Start of EXCERPT PROVIDED
What is a Confidence Interval for Standard Deviation?

A confidence interval for the standard deviation provides a range of plausible values for the population standard deviation based on a sample. It gives both an estimate of the standard deviation and a measure of the uncertainty associated with that estimate.

Formulas

Exact Confidence Interval

The confidence interval for the population standard deviation σ is given by:

\left[\sqrt{\frac{(n-1)s^2}{\chi^2_{\alpha/2, n-1}}}, \sqrt{\frac{(n-1)s^2}{\chi^2_{1-\alpha/2, n-1}}}\right]

Standard Error Approximation

For large samples, the standard error of the sample standard deviation is:

SE(s) = \frac{s}{\sqrt{2(n-1)}}

This can be used to construct approximate confidence intervals: $s \pm z_{\alpha/2} \cdot SE(s)$

Where:

$n$ is the sample size
$s$ is the sample standard deviation
$\chi^2_{(p, n - 1)}$ is the p-th percentile of the chi-square distribution with n-1 degrees of freedom
$\alpha$ is the significance level (e.g., 0.05 for a 95% confidence interval)
$z_{\alpha/2}$ is the critical value from the standard normal distribution

Note: The standard error approximation is simpler but less accurate for small samples. Use the exact confidence interval when possible, especially for n < 30.

Interpretation

A 95% confidence interval for the standard deviation means that if we were to repeat the sampling process many times and calculate the confidence interval each time, about 95% of these intervals would contain the true population standard deviation.
End of EXCERPT PROVIDED
Start of INFORMATION SHOWN
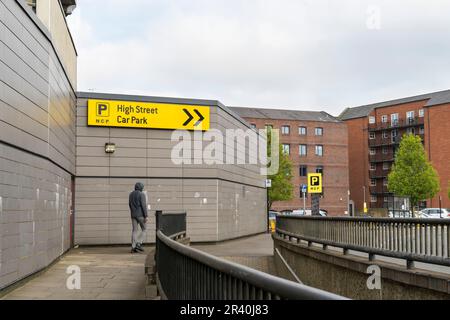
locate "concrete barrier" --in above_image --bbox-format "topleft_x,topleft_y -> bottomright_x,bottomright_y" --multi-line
273,235 -> 450,300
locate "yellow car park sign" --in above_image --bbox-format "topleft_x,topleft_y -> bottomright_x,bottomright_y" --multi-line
88,100 -> 210,131
308,173 -> 322,193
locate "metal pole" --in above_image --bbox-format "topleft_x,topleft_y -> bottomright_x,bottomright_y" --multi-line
363,186 -> 366,216
303,192 -> 306,216
347,190 -> 353,217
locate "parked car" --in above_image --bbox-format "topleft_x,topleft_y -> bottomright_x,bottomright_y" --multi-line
420,208 -> 450,219
389,210 -> 414,218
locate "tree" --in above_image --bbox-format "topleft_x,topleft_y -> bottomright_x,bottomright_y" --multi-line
End of INFORMATION SHOWN
→ **DIRECTIVE 1**
Quote the passage from the excerpt on confidence intervals that begins with the words containing "For large samples, the" and ends with "95% confidence interval)".
→ **DIRECTIVE 2**
In the excerpt on confidence intervals, for which sample sizes is the exact confidence interval especially recommended?
The listing isn't needed here.

→ **WRITTEN SOLUTION 1**
For large samples, the standard error of the sample standard deviation is:

SE(s) = \frac{s}{\sqrt{2(n-1)}}

This can be used to construct approximate confidence intervals: $s \pm z_{\alpha/2} \cdot SE(s)$

Where:

$n$ is the sample size
$s$ is the sample standard deviation
$\chi^2_{(p, n - 1)}$ is the p-th percentile of the chi-square distribution with n-1 degrees of freedom
$\alpha$ is the significance level (e.g., 0.05 for a 95% confidence interval)

→ **WRITTEN SOLUTION 2**
For samples with n < 30.